● **Goal of the exercise**
Copy each line of the data below with the word "plastic".

+++++

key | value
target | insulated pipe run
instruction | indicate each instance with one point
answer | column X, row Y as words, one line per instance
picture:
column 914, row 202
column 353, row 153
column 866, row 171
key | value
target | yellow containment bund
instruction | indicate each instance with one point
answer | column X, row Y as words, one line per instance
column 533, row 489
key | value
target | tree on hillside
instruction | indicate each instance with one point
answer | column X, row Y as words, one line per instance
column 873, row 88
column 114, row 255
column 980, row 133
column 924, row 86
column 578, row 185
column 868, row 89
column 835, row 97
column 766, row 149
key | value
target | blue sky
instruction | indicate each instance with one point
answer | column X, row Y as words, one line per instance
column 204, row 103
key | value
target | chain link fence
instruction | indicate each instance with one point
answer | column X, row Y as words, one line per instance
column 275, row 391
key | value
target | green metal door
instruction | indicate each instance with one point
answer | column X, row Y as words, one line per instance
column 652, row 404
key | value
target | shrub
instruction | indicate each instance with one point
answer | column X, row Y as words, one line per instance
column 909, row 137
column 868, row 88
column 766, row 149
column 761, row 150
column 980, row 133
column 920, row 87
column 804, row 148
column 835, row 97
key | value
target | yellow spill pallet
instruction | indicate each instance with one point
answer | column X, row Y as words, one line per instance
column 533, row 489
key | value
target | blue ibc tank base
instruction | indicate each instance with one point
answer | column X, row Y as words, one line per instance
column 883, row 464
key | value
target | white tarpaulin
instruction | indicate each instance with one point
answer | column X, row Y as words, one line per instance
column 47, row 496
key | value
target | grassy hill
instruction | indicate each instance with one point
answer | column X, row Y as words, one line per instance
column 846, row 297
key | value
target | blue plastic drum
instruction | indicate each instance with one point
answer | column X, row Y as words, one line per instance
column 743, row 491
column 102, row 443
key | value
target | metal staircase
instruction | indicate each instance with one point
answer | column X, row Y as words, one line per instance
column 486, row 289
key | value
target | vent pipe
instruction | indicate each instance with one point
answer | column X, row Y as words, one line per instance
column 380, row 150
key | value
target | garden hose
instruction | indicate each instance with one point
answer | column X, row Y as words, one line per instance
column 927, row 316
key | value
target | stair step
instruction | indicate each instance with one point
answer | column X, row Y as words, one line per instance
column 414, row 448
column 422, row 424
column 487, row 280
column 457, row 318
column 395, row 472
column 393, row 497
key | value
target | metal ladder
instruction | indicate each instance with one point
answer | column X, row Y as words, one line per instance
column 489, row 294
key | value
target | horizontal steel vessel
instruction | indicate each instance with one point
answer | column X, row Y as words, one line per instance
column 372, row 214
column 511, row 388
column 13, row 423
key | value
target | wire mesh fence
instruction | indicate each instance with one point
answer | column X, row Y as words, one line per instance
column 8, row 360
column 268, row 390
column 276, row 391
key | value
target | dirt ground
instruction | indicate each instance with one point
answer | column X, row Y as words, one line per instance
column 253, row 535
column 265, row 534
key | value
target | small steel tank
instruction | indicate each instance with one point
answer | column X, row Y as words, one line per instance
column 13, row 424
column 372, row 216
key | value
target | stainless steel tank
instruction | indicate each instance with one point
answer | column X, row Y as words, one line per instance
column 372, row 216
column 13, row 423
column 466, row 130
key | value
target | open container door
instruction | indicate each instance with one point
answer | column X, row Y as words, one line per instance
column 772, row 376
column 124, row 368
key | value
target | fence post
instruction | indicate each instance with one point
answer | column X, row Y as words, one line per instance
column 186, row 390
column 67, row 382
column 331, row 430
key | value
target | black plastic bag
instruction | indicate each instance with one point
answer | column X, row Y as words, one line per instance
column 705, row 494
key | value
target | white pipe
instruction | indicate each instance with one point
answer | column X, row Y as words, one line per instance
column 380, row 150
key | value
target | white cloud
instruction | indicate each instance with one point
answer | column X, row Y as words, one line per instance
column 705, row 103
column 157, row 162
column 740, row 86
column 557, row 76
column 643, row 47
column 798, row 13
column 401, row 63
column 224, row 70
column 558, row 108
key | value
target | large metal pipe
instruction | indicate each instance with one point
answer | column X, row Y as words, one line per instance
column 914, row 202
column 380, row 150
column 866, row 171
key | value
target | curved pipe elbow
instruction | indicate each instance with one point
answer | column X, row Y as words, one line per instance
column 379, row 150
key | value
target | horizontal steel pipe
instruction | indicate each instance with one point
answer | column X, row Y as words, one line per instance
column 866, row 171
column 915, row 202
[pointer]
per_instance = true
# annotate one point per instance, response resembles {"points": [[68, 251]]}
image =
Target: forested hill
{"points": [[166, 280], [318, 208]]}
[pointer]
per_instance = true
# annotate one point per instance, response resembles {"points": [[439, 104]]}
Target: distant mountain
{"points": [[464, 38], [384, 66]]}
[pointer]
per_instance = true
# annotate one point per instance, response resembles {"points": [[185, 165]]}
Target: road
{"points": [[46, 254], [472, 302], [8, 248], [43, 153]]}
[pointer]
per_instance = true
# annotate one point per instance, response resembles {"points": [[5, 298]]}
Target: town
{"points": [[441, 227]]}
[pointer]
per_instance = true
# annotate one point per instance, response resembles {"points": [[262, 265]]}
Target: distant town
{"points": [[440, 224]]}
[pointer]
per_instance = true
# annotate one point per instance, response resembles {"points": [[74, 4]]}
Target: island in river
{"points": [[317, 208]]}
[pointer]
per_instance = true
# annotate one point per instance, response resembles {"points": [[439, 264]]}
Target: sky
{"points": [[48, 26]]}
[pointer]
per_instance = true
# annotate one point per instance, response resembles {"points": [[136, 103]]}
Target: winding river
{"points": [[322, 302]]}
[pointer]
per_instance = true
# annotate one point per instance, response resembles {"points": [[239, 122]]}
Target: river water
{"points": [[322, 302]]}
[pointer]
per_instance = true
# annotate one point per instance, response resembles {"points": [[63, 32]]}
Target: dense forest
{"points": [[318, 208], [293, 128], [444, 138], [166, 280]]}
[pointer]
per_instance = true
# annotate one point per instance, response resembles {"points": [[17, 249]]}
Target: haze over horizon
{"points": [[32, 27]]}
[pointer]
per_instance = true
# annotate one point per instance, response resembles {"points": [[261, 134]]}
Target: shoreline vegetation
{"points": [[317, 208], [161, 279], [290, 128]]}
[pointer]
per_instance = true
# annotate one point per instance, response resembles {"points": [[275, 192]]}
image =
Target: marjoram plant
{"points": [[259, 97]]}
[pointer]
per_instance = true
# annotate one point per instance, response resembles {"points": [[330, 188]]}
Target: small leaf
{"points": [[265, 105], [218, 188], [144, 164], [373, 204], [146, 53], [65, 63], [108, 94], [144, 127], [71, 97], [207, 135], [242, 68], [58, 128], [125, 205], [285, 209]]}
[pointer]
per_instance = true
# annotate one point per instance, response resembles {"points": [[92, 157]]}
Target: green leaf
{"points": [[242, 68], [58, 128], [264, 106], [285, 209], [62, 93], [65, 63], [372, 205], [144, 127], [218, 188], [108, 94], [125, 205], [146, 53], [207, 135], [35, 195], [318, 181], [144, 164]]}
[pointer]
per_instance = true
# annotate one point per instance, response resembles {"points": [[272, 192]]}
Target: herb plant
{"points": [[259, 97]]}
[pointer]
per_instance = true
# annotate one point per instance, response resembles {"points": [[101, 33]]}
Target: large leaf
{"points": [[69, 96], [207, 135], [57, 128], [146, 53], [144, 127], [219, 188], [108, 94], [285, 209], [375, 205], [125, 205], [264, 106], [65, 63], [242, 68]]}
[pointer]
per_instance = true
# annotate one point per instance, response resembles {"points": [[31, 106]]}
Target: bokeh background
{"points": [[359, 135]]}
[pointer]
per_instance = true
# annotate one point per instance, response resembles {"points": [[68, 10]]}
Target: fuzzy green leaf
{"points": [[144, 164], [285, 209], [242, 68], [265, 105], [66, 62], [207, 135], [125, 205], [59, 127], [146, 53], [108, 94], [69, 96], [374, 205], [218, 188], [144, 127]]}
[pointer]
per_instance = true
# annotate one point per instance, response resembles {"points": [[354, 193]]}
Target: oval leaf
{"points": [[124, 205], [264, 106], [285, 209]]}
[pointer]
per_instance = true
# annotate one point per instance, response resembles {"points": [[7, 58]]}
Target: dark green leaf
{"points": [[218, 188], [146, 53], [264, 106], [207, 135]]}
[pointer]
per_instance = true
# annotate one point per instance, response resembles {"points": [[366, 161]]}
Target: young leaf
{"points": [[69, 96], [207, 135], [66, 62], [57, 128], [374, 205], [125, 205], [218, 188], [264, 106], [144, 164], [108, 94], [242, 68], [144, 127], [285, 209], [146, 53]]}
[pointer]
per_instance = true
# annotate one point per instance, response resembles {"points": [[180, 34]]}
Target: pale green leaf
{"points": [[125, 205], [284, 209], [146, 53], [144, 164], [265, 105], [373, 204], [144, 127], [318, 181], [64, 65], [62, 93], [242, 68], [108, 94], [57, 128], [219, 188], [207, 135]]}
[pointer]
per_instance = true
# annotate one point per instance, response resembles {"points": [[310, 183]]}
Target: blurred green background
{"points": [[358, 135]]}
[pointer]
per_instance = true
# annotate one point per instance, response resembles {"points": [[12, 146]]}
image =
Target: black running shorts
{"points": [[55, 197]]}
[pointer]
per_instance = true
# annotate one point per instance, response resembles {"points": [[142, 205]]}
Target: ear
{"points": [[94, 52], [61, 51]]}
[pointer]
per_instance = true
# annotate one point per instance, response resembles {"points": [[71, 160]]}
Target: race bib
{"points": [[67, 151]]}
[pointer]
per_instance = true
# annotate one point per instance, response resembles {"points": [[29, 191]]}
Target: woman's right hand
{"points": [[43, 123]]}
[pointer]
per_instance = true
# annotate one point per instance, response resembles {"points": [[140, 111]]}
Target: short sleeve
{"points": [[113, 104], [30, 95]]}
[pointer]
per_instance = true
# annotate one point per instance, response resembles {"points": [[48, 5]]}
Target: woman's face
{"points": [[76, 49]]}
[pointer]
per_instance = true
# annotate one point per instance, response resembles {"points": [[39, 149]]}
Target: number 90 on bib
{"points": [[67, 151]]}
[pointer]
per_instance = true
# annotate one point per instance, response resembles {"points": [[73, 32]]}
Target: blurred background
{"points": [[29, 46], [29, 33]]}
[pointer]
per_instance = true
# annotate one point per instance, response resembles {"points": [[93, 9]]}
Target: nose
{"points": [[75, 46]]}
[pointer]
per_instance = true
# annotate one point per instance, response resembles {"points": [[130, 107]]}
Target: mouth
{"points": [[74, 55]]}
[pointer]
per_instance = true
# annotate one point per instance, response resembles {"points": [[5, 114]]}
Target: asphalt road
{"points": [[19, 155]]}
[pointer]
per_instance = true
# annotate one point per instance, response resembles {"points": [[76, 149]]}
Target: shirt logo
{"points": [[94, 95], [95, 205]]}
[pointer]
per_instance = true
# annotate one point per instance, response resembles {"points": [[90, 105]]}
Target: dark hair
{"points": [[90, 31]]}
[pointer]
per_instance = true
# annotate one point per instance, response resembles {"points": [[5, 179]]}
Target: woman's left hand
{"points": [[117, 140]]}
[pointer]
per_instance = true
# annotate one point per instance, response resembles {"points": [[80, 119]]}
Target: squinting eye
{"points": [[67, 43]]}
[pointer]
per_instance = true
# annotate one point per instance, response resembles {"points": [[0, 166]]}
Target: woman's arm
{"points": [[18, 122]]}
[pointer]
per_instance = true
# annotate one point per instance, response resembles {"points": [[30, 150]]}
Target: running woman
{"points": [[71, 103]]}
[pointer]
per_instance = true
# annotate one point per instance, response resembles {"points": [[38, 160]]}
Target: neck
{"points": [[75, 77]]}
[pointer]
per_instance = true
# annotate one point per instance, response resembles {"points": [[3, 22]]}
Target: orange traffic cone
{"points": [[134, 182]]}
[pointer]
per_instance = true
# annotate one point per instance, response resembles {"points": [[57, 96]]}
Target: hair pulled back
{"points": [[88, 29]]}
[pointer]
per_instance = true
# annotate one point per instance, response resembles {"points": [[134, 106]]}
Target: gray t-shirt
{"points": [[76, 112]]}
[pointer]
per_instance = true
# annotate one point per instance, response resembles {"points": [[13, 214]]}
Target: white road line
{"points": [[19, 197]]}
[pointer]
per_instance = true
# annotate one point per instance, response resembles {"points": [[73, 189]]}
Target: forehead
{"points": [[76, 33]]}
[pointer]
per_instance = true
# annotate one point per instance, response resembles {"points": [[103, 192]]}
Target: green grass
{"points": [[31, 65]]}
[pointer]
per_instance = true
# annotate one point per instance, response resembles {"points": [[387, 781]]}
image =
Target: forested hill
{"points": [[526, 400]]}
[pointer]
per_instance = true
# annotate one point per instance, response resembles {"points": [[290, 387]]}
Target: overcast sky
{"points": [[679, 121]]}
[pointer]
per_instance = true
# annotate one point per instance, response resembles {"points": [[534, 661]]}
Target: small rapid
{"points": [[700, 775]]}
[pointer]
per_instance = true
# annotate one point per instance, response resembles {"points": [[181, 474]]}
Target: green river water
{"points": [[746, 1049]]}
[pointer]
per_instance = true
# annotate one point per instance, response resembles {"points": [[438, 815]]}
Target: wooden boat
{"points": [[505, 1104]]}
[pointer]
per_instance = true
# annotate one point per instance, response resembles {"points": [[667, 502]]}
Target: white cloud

+++++

● **Solution for this exercise**
target | blue plastic drum
target | black plastic bag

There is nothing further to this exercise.